*** KUTIPAN DOKUMEN

Pages

Saturday, December 31, 2011

Yang Kualami di Tanah Suci (14) Arafah, Subhanallah !


Oleh : Ida Nur Laila

Pagi sekitar jam 6, sampai juga kami di Arafah.  Jarak Mina dan Arafah tidak terlalu jauh, namun kemacetan dan lambatnya perjalanan yang membuat kami menempuh jarak pendek tersebut dalam waktu yang lama. Kami sholat shubuh di bus karena khawatir kesiangan jika sampai di Arafah.
Lokasi padang Arafah, kurang lebih sekitar 26 km sebelah tenggara kota Mekah. “Kehidupan” di Arafah hanya tampak pada tanggal 9 Dzulhijah. Selebihnya, Arafah adalah daerah tak berpenghuni. Di luar waktu wukuf, Arafah tidak lagi menjadi daerah sakral dan mustajab. Sebaliknya, pada waktu wukuf itulah Arafah menjadi daerah yang begitu sakral.

******
*** CUPLIKAN BARIS

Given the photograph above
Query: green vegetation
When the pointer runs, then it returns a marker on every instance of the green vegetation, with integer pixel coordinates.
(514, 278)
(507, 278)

******

# [PETUNJUK TUGAS]
[A] Tentukan apakah tiap pernyataan berikut sesuai dengan kutipan tentang Arafah, lalu jawab ya atau tidak disertai kata-kata penentu yang dikutip tanpa diubah dari kutipan itu.
(i) Rombongan tiba di Arafah sekitar pukul enam pagi.
(ii) Rombongan menunaikan salat subuh setelah tiba di Arafah.
(iii) Padang Arafah terletak sekitar 26 km di sebelah barat laut kota Mekah.
[B] Ganti "bus" dengan "kendaraan" pada bagian kutipan tentang Arafah antara "Oleh : Ida Nur" dan "yang begitu sakral.", termasuk kedua batasnya, lalu tuliskan bagian itu kembali.
[C] Menurut kutipan tentang Arafah, pada tanggal berapa "kehidupan" di Arafah tampak?
Baris-baris di atas sama sekali tidak digunakan di sini.

# [KUNCI JAWABAN]
[A]
(i) Ya: "Pagi sekitar jam 6, sampai juga kami di Arafah."
(ii) Tidak: "Kami sholat shubuh di bus karena khawatir kesiangan jika sampai di Arafah."
(iii) Tidak: "kurang lebih sekitar 26 km sebelah tenggara kota Mekah"

[B]
Oleh : Ida Nur Laila

Pagi sekitar jam 6, sampai juga kami di Arafah.  Jarak Mina dan Arafah tidak terlalu jauh, namun kemacetan dan lambatnya perjalanan yang membuat kami menempuh jarak pendek tersebut dalam waktu yang lama. Kami sholat shubuh di kendaraan karena khawatir kesiangan jika sampai di Arafah.
Lokasi padang Arafah, kurang lebih sekitar 26 km sebelah tenggara kota Mekah. “Kehidupan” di Arafah hanya tampak pada tanggal 9 Dzulhijah. Selebihnya, Arafah adalah daerah tak berpenghuni. Di luar waktu wukuf, Arafah tidak lagi menjadi daerah sakral dan mustajab. Sebaliknya, pada waktu wukuf itulah Arafah menjadi daerah yang begitu sakral.

[C] Pada tanggal 9 Dzulhijah.